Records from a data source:
---*---
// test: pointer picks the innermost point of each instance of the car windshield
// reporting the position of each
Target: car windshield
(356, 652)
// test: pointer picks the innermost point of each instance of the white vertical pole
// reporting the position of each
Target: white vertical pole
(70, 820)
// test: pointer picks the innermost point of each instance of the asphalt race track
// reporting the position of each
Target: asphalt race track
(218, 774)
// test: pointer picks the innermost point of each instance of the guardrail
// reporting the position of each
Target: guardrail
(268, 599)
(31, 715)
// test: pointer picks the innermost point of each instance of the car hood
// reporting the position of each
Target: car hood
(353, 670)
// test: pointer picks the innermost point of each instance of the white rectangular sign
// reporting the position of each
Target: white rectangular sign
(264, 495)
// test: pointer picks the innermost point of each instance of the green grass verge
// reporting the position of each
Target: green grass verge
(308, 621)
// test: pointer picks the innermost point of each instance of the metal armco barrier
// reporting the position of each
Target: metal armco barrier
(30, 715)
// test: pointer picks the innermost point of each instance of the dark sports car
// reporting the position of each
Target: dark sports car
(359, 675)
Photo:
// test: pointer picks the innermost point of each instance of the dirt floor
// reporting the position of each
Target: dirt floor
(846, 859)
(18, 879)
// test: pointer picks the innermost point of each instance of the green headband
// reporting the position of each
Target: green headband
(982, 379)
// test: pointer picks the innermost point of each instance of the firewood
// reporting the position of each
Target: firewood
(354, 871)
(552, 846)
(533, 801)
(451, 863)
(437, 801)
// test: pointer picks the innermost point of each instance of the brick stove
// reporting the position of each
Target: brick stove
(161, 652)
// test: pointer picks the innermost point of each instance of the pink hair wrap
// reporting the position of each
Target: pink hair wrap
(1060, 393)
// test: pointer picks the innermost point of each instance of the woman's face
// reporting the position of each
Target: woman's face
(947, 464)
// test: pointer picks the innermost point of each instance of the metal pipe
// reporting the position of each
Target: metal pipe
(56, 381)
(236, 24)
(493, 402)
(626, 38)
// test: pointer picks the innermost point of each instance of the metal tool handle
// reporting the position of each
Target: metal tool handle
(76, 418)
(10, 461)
---*---
Copy the lines above without any changes.

// test: pointer picks the innermost point of each instance of the car windshield
// reporting the position of each
Target: car windshield
(356, 652)
// test: pointer picks the innermost point of each instance of the white vertical pole
// reporting the position of each
Target: white vertical pole
(70, 820)
// test: pointer picks the innermost point of each instance of the asphalt race track
// reporting the position of each
Target: asphalt race track
(218, 774)
// test: pointer picks the innermost point of each instance of the guardrail
// reporting the position of each
Target: guardrail
(268, 599)
(31, 715)
// test: pointer picks the innermost point of each instance of the car hood
// reporting the position of each
Target: car hood
(353, 670)
// test: pointer picks the innermost point of each instance of the white rectangular sign
// reporting the position of each
Target: white rectangular sign
(264, 495)
// test: pointer picks the innermost point of each instance of the green grass verge
// reporting the position of each
Target: green grass verge
(308, 621)
// test: pointer picks the innermost point of each instance of the metal armco barrier
// reporting the position of each
Target: metal armco barrier
(30, 715)
// test: pointer picks the innermost point of each instance of the dark sports car
// reporting the position of each
Target: dark sports car
(359, 675)
Photo:
// test: pointer picks the innermost point of each instance of the dirt floor
// reporting the position of each
Target: dirt floor
(846, 859)
(18, 879)
// test: pointer picks the innermost point of each instance of the green headband
// reporting the position of each
Target: green headband
(982, 379)
// test: pointer picks the innermost point of each instance of the firewood
// reporting the position of each
Target: firewood
(354, 871)
(552, 846)
(533, 801)
(451, 863)
(437, 801)
// test: pointer picks the innermost point of each instance of the brick stove
// reporting the position of each
Target: brick stove
(161, 652)
// test: pointer picks the innermost point of each instance of the pink hair wrap
// reporting the position of each
Target: pink hair wrap
(1060, 393)
// test: pointer picks the innermost point of each instance of the woman's face
// reporting the position of each
Target: woman's face
(947, 464)
// test: pointer picks the innermost point of each instance of the metal pipe
// reporting the position of each
Target: metal pipe
(56, 381)
(236, 24)
(493, 402)
(626, 38)
// test: pointer picks the innermost point of each instance of the metal tool handle
// reporting the position of each
Target: metal tool handle
(76, 418)
(10, 461)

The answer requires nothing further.